── Text section

Tuesday, June 16, 2009

Oh-nomics

An article in today's New York Times on "Titlenomics":

The release of “womenomics” (by Claire Shipman and Katty Kay) this month is just the latest example of publishers trying to knock off the title of “Freakonomics,” the best-selling 2005 book by Steven D. Levitt, an economist, and Stephen J. Dubner, a journalist.

Although some critics initially complained about that book’s “annoying title,” “Freakonomics” was an instant success, generating, among other things, a column in The New York Times Magazine, a blog on the Times Web site (freakonomics.blogs.nytimes.com), and a planned documentary.

So it’s no surprise that other authors hope to benefit from the reflected glory. Last summer “Obamanomics” and “Slackonomics” appeared. This year “Invent-onomics 101” made its debut. And in the fall “Scroogenomics: Why You Shouldn’t Buy Presents for the Holidays” will hit bookstores.

They mentioned every 'onomics title in existence but Parentonomics. It is hardly a route to getting a best seller if you can't even score the reflected glory of a rip-off story!

Actually, I think there is actually little commercial value to choosing titles these ways and in retrospect I'm surprised that no publisher questioned it for Parentonomics and suggested something else. It was always a natural title as I wrote the book but perhaps there is something that might have given a more accurate indication of the book's content. From the 42 Amazon.com reviewers, it seems that the title did some harm as many of them were expecting something like Freakonomics which is a very different book. For starters, it is about things away from the norm whereas Parentonomics is all about the norm. Ironically, Freakonomics stands for something serious in those reviewers' eyes which I guess to many academic economists it is a title of whimsy -- not that there is anything wrong with that.

Then again, the NYT piece suggests that there is something wrong with similarity between titles. I'm not sure. If used correctly, it can surely convey how a book stands relative to others. The variants of 'e'conomics often do that and I hope they keep coming.

────
── Material provided

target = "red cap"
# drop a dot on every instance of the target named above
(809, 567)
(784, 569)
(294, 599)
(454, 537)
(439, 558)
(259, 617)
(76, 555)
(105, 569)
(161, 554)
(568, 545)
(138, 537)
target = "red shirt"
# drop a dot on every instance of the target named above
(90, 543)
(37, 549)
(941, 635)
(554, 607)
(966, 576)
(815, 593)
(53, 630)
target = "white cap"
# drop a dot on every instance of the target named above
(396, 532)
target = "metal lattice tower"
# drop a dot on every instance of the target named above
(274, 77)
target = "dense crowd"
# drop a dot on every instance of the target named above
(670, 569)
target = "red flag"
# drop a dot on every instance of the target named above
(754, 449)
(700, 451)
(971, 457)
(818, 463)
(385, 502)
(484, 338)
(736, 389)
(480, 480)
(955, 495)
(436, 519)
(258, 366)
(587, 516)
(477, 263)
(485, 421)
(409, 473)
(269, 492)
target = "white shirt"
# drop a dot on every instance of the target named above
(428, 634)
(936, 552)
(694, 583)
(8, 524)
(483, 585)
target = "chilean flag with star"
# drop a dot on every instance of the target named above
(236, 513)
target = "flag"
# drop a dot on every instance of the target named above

────

**What you are asked to do:**
Answer these questions about the "Oh-nomics" post:
1. Who wrote "Womenomics"?
2. How many Amazon.com reviewers does the post cite?
3. Which book does the post say is "all about the norm"?

**The answer:**
1. Claire Shipman and Katty Kay
2. 42
3. Parentonomics